### TÂCHE DEMANDÉE 1
Relevez tous les noms de lieux mentionnés dans l'article sur Lucien Lamy.
### TÂCHE DEMANDÉE 2
Traduisez en anglais cette phrase de l'article sur Lucien Lamy : « Il dirige alors de nombreuses opérations contre les troupes allemandes qui se replient sur les Vosges. »
### TÂCHE DEMANDÉE 3
Reprenez, s'il vous plaît, l'article sur Lucien Lamy à partir de sa dernière phrase et poursuivez-en le récit.
━━━━━ ARTICLE ━━━━━
Un chef de gare : Lamy
   Dès le début de la gare, Lucien Lamy, lieutenant de réserve, participe à la résistance avec un groupe de Bourgogne d'où il est originaire.
   De temps en temps, le chef de gare d'Is-sur-Tille fait passer à Vivey des wagons chargés de marchandises françaises à destination de l'Allemagne. Dans un coin tranquille, Lamy peut en cacher le chargement en lieu sûr. Il remet ensuite les wagons vides ou "allégés" dans le circuit normal.
   Homme d'action, il participe à la création du maquis de Vivey dès le printemps 1944. Il quitte son travail. Le 28 août, il devient l'adjoint du capitaine Max au maquis d'Auberive. Il dirige alors de nombreuses opérations contre les troupes allemandes qui se replient sur les Vosges.
━━━━━ INFORMATIONS FOURNIES ━━━━━
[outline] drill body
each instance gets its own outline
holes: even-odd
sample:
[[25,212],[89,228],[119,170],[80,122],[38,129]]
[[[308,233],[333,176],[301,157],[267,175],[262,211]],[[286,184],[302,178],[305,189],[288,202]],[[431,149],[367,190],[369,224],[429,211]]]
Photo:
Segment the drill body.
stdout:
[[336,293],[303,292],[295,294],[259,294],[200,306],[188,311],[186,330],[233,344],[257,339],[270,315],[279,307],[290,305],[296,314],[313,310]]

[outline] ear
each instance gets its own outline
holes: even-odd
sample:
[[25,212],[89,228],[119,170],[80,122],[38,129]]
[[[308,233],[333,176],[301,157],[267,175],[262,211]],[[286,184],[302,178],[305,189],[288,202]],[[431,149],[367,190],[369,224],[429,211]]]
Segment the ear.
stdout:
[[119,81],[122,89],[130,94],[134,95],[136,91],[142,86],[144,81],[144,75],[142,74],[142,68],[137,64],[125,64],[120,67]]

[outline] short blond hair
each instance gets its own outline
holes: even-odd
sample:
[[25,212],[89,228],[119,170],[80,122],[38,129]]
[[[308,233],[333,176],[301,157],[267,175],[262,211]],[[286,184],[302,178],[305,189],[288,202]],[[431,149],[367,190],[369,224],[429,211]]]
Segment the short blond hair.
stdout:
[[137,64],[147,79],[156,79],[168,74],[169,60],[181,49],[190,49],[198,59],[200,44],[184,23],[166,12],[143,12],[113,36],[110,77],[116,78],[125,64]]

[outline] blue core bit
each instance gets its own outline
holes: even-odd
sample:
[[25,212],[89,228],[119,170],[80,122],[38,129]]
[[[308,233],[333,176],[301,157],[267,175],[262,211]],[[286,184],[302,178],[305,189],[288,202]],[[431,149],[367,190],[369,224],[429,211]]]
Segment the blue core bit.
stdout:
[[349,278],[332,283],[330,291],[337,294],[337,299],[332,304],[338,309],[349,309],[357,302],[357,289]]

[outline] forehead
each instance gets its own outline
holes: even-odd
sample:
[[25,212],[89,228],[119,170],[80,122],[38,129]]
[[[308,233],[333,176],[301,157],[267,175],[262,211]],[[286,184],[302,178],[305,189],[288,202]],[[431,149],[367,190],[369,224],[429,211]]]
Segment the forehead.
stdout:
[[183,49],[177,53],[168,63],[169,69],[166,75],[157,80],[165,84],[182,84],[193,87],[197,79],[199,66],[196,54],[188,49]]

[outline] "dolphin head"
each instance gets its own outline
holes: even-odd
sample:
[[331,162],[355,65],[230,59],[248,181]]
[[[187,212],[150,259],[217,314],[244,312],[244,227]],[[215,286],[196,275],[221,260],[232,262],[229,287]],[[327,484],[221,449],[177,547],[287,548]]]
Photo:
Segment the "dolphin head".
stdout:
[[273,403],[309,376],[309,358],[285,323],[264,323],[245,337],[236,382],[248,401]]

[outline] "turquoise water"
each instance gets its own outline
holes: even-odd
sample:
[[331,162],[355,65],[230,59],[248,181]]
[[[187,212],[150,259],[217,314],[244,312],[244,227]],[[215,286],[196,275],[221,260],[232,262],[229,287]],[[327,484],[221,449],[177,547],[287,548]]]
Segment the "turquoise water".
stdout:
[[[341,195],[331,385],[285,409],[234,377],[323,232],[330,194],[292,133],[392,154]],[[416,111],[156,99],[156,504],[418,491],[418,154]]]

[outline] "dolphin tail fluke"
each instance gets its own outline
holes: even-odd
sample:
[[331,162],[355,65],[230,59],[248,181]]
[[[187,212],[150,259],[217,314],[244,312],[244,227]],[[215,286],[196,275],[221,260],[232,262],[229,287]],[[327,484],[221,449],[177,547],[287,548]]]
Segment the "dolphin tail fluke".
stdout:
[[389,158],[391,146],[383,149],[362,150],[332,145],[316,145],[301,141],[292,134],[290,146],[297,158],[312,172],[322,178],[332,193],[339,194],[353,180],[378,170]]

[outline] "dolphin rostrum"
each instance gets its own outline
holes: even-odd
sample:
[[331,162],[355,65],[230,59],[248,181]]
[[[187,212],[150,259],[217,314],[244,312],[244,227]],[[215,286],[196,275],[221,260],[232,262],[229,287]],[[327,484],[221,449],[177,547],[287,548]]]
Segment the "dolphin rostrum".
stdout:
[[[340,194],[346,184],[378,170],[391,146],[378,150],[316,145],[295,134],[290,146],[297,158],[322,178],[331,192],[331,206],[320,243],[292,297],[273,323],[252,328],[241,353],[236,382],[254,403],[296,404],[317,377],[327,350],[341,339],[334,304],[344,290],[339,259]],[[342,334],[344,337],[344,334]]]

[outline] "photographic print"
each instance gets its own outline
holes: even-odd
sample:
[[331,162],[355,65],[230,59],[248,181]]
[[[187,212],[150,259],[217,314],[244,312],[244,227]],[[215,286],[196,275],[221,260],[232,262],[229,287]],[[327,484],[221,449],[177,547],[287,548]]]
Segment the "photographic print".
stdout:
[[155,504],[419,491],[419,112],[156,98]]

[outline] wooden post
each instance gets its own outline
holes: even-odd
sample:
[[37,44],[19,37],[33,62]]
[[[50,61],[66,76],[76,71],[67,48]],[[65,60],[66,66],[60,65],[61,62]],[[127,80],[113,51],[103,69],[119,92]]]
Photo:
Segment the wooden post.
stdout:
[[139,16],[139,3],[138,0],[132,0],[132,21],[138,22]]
━━━━━
### RÉSULTAT DE L'EXERCICE 1
Bourgogne, Is-sur-Tille, Vivey, Allemagne, Auberive, Vosges

### RÉSULTAT DE L'EXERCICE 2
He then leads numerous operations against the German troops withdrawing toward the Vosges.

### RÉSULTAT DE L'EXERCICE 3
   Il participe à la libération de Langres, s'engage avec d'autres dans la 1re armée française et combat surtout à Pont-de-Roide, dans la forêt de Hardt où il est cité à l'ordre du corps armé, puis en Allemagne.
   Après la guerre, il est le seul de la région a être accepté avec son grade de résistant. Dès la fin de l'année 1945, il part en Indochine. Le capitaine Lamy obtient plusieurs citations entre 1946 et 1949 année où il promu chevalier de la légion d'honneur. Le 2 octobre 1950, il meurt au Tonkin touché par un éclat d'obus.



À suivre...

Bernard Sanrey, Le petit train de la montagne haut-marnaise, de Langres à Poinson-Beneuvre, pp. 21-25, 1990.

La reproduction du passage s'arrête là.